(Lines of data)
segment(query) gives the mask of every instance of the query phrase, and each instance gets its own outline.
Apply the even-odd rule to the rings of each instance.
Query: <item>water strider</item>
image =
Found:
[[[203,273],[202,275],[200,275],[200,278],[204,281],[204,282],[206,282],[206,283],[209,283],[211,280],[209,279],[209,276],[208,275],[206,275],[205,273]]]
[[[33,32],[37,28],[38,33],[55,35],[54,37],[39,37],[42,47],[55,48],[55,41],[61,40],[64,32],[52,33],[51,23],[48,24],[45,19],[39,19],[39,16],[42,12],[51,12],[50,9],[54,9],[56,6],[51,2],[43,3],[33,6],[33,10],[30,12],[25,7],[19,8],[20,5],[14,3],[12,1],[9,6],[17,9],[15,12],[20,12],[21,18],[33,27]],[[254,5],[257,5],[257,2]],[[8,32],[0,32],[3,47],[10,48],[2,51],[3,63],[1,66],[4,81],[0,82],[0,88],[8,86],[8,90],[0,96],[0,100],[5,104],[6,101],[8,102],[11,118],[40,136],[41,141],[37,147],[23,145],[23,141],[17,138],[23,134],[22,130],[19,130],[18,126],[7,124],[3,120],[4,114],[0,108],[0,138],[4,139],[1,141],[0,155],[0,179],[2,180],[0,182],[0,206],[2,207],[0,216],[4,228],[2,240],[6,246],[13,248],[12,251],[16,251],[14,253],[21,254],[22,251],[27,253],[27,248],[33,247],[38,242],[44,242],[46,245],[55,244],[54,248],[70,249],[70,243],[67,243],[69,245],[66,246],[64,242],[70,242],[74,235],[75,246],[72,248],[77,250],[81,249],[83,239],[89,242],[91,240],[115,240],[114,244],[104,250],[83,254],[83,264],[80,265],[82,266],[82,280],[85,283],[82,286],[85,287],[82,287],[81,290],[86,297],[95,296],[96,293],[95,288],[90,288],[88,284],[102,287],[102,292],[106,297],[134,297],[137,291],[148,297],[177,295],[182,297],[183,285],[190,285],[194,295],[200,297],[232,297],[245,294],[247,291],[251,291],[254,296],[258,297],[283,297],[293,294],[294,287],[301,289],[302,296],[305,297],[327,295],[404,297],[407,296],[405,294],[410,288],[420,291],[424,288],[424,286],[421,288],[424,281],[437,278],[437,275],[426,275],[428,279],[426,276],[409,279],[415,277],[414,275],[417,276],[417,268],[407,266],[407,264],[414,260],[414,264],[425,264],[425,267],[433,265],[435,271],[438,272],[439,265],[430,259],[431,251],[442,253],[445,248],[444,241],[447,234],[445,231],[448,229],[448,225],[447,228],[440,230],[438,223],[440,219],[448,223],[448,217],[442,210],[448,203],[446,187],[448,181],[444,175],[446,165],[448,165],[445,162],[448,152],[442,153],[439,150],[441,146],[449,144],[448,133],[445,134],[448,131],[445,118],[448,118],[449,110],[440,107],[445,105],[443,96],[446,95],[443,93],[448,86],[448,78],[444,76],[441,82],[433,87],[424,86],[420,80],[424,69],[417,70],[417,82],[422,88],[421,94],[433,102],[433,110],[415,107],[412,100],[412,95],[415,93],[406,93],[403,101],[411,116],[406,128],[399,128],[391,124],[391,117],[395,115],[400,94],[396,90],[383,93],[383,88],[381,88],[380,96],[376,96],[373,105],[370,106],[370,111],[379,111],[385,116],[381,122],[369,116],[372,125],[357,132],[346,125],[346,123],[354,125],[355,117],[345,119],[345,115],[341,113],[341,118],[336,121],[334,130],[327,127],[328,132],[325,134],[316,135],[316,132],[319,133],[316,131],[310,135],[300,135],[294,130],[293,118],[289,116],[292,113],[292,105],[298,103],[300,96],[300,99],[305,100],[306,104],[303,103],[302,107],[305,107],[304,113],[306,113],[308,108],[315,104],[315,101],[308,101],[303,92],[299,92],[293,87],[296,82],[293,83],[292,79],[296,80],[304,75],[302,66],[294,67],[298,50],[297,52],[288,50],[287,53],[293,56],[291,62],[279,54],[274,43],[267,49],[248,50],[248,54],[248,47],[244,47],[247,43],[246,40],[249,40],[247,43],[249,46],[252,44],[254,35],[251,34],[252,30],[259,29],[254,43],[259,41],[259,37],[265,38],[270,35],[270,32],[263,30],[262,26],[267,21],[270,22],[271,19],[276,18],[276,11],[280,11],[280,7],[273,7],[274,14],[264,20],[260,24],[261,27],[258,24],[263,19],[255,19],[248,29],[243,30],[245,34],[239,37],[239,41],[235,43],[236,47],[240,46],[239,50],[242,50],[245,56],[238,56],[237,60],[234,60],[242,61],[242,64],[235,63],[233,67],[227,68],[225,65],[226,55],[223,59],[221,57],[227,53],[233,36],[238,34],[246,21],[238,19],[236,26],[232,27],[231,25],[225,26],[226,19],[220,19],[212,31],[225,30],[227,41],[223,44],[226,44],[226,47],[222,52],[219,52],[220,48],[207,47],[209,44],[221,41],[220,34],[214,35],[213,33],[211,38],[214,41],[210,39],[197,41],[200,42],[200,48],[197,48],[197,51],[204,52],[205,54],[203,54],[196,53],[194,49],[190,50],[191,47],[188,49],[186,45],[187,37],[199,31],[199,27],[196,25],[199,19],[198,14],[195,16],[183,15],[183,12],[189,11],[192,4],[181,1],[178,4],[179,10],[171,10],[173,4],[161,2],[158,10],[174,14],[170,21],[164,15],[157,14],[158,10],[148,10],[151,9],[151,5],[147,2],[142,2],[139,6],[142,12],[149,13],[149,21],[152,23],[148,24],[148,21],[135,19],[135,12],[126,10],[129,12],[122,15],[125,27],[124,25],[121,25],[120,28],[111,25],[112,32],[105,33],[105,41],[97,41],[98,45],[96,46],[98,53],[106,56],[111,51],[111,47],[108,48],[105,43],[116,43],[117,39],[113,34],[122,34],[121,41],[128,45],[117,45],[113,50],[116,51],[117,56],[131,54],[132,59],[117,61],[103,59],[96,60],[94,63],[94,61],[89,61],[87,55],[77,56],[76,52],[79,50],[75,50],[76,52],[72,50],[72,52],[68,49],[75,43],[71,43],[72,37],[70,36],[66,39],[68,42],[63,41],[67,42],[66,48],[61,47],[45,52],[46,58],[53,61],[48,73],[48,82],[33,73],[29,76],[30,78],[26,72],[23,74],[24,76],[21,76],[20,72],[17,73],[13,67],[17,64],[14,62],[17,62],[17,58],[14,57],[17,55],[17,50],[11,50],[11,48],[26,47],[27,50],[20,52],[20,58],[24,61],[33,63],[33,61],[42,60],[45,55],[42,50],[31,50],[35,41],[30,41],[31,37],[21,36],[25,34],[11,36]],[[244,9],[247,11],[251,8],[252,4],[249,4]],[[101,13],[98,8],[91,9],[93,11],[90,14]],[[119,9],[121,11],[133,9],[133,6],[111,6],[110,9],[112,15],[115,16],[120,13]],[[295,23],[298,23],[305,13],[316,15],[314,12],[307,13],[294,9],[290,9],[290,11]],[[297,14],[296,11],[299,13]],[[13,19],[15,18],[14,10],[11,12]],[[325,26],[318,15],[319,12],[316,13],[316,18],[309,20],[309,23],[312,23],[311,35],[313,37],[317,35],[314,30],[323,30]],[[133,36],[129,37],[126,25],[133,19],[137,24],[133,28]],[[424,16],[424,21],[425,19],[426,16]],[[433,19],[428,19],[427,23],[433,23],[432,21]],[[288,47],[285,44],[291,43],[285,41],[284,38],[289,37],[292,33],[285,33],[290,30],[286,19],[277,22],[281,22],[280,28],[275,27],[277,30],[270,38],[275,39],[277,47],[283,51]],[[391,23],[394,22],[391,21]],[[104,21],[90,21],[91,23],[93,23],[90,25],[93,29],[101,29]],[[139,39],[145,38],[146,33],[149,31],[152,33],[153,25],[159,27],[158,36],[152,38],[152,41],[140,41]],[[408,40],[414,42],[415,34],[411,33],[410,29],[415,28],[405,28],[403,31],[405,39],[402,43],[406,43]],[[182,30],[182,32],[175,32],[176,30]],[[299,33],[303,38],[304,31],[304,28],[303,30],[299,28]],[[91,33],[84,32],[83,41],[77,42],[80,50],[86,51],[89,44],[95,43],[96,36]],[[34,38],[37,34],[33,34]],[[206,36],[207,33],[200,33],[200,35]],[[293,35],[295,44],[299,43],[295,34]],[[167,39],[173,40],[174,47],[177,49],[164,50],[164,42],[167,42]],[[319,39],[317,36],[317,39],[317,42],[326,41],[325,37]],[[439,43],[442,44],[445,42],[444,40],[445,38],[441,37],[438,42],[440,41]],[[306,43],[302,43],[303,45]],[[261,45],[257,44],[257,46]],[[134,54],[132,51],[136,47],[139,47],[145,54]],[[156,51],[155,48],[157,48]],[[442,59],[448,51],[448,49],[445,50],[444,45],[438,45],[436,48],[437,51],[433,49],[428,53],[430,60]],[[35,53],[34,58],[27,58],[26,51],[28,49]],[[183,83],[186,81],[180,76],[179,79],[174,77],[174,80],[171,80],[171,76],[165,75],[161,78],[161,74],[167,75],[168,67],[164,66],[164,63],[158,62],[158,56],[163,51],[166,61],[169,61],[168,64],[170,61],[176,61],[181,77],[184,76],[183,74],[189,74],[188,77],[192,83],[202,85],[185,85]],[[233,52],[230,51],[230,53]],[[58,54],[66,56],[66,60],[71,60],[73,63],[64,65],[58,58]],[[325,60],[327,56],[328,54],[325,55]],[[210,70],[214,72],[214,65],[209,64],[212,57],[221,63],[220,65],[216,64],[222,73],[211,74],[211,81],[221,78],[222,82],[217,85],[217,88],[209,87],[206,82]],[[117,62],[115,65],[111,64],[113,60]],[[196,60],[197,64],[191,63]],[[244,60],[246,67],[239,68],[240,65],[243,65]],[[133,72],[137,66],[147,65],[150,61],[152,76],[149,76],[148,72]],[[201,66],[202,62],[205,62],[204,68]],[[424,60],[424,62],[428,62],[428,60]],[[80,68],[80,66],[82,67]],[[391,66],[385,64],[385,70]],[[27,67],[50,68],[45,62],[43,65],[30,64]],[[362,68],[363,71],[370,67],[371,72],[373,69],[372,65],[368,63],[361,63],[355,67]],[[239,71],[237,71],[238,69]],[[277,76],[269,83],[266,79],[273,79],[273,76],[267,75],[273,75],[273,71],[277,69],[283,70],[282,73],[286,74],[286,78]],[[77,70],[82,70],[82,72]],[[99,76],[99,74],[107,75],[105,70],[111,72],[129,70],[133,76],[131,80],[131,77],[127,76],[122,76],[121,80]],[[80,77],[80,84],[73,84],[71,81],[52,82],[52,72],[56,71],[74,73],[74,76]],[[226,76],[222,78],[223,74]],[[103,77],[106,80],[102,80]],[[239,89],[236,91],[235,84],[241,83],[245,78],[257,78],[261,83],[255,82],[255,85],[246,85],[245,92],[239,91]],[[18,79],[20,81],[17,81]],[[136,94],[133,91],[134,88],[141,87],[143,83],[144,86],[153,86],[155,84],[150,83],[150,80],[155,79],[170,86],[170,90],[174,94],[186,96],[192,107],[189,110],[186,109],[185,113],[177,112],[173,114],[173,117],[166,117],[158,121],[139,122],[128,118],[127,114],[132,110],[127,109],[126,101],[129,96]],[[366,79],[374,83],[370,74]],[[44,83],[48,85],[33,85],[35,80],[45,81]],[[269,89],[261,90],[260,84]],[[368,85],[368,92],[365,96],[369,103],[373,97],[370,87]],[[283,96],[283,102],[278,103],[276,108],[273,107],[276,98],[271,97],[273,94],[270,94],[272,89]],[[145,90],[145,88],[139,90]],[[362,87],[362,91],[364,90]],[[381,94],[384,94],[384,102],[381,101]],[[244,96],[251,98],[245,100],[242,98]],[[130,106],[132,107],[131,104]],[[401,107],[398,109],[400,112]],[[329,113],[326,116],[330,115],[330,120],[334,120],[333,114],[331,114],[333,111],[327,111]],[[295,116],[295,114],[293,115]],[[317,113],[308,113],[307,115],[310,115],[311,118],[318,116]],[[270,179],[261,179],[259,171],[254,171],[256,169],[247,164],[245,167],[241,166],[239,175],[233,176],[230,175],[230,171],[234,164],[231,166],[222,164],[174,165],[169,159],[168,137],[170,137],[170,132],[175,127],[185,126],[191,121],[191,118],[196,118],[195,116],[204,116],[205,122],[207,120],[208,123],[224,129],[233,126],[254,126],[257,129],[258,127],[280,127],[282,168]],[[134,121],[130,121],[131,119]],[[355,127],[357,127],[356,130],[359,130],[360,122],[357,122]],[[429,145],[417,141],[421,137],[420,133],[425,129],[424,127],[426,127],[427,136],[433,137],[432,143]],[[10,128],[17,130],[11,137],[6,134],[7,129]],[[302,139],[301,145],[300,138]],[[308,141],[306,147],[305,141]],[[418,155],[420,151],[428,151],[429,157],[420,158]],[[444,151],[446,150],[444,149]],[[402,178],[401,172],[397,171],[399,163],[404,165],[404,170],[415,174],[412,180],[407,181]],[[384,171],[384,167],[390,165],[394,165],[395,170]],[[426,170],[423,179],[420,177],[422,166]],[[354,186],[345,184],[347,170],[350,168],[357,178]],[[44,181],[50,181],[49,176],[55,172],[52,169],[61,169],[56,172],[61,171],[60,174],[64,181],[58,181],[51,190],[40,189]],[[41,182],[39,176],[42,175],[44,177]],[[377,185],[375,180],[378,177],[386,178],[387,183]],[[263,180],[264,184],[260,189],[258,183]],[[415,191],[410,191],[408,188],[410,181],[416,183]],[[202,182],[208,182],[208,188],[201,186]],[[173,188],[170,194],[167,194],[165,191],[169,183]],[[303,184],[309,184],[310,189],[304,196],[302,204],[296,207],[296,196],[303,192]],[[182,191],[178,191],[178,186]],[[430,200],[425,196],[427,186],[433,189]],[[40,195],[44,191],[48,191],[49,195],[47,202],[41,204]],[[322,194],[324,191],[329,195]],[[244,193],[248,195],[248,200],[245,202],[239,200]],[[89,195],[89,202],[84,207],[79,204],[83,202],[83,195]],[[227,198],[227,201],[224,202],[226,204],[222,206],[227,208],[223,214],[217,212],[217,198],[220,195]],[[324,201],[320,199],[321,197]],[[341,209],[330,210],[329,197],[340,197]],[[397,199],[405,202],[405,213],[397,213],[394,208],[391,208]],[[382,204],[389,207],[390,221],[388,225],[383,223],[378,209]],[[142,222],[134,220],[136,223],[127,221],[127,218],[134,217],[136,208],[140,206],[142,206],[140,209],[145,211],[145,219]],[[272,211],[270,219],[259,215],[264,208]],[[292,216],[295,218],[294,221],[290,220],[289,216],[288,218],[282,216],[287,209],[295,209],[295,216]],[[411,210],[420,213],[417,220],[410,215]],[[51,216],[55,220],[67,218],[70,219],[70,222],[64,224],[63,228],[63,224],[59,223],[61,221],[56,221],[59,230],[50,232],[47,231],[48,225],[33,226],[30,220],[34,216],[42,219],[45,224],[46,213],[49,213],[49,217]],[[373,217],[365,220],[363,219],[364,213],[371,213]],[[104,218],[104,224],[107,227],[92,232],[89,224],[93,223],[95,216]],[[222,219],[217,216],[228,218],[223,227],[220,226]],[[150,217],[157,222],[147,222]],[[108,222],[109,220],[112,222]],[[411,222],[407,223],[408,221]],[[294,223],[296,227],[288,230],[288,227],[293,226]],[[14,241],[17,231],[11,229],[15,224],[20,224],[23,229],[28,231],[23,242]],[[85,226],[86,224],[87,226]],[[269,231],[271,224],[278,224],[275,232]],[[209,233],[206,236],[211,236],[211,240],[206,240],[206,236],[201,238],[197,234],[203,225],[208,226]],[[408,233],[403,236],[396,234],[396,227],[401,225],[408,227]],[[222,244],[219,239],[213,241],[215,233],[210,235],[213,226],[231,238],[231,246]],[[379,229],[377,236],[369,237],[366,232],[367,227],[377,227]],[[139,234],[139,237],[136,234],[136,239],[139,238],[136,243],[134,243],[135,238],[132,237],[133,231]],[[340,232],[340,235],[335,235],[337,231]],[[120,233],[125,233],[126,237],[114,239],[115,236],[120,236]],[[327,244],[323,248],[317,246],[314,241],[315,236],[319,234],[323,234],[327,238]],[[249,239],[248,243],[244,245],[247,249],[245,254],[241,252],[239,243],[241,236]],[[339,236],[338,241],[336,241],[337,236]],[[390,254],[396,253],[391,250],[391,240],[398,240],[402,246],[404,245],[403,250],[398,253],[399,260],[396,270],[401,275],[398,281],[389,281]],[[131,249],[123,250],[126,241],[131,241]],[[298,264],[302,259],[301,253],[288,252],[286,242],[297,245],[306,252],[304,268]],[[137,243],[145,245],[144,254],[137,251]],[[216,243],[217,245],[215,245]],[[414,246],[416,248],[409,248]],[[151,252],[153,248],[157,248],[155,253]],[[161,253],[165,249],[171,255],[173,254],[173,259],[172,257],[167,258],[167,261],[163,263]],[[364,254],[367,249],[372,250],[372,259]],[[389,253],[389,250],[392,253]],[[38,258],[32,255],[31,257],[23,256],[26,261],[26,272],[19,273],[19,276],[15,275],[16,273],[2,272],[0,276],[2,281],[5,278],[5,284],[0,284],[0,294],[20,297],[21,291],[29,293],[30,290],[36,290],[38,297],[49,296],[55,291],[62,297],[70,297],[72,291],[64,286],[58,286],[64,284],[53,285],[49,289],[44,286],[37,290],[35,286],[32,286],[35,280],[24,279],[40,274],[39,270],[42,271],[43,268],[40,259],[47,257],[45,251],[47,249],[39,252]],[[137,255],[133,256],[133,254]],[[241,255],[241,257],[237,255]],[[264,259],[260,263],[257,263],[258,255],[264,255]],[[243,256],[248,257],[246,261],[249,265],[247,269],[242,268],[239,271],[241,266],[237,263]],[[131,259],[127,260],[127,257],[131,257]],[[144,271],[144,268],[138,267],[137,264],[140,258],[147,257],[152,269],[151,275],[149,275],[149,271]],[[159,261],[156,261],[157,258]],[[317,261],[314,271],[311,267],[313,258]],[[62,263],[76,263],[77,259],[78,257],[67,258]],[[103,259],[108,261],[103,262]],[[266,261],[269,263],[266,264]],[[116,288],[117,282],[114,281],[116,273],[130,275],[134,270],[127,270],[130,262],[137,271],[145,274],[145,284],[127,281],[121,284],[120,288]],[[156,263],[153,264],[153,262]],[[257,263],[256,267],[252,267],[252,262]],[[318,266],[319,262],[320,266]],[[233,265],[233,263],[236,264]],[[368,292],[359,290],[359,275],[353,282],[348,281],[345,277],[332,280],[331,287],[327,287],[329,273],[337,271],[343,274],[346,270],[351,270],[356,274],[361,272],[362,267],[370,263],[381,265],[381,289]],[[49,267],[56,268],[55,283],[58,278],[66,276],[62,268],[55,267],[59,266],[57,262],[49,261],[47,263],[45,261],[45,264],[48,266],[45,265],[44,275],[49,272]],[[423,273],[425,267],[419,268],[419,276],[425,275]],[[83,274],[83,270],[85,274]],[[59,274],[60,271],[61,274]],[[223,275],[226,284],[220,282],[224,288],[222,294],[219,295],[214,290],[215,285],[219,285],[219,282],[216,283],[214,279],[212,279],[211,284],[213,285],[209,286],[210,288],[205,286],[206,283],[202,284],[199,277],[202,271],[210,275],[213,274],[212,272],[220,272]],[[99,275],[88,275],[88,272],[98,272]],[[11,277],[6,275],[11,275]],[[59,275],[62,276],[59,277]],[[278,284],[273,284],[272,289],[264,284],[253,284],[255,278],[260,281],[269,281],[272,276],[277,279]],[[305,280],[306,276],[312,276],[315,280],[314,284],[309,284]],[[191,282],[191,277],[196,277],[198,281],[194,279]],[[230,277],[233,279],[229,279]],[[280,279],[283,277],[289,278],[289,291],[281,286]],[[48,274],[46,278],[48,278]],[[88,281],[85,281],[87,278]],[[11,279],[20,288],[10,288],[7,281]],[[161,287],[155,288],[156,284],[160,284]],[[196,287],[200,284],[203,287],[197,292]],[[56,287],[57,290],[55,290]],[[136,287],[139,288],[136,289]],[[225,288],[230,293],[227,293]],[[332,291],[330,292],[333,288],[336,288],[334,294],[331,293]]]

==

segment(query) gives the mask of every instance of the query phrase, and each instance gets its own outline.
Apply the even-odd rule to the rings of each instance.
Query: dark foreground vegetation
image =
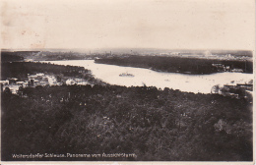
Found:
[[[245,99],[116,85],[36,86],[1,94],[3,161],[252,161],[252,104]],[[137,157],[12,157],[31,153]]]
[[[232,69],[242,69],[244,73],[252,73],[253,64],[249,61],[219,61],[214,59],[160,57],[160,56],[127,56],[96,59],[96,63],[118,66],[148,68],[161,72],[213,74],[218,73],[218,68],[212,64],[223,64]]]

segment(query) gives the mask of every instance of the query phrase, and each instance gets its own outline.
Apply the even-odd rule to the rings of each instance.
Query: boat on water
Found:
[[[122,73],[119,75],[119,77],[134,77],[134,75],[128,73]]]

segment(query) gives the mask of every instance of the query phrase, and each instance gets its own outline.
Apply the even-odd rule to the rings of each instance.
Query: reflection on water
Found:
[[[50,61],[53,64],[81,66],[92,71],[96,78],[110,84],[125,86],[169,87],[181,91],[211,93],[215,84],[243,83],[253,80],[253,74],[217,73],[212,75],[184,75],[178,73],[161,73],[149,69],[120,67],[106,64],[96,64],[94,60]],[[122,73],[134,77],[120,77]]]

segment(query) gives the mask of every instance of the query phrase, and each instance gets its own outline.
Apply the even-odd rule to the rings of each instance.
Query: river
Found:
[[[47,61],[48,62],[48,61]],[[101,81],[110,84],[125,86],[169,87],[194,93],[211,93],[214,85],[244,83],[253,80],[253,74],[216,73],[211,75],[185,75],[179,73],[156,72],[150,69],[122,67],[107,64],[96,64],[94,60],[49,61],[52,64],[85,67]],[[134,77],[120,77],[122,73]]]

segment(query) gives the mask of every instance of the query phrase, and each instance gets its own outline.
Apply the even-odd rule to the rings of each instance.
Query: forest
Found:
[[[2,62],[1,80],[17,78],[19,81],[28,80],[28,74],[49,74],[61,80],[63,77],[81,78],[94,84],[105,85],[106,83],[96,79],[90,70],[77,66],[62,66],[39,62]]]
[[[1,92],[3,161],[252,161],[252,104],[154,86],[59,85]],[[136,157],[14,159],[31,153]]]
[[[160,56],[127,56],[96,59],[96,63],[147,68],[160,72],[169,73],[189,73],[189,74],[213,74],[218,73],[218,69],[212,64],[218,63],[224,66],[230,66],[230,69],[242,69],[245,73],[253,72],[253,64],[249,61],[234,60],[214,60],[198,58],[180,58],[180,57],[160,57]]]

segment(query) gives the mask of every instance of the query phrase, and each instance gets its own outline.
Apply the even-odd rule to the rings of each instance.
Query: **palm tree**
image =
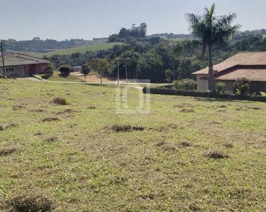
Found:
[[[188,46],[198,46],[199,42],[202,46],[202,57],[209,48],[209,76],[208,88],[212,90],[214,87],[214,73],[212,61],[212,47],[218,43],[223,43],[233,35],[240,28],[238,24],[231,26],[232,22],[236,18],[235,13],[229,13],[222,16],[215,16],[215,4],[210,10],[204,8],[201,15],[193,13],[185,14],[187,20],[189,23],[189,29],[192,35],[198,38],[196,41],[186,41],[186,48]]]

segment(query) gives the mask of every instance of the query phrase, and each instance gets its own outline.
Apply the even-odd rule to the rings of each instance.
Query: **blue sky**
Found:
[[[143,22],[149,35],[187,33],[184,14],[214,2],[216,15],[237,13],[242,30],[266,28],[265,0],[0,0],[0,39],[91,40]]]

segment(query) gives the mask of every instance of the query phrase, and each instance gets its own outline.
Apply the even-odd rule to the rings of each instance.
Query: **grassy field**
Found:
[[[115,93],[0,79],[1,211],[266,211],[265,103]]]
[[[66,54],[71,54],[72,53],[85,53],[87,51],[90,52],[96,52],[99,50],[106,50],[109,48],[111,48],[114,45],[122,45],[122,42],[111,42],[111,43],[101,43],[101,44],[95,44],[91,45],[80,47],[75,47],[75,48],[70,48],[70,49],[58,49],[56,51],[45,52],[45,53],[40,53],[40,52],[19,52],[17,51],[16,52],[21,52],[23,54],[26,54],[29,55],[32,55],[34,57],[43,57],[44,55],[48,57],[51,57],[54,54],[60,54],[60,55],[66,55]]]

> **Required task**
Please show each line of the records that contains the string "water", copying the whole line. Case counts.

> **Response below**
Query: <item>water strider</item>
Query: boat on water
Query: reflection on water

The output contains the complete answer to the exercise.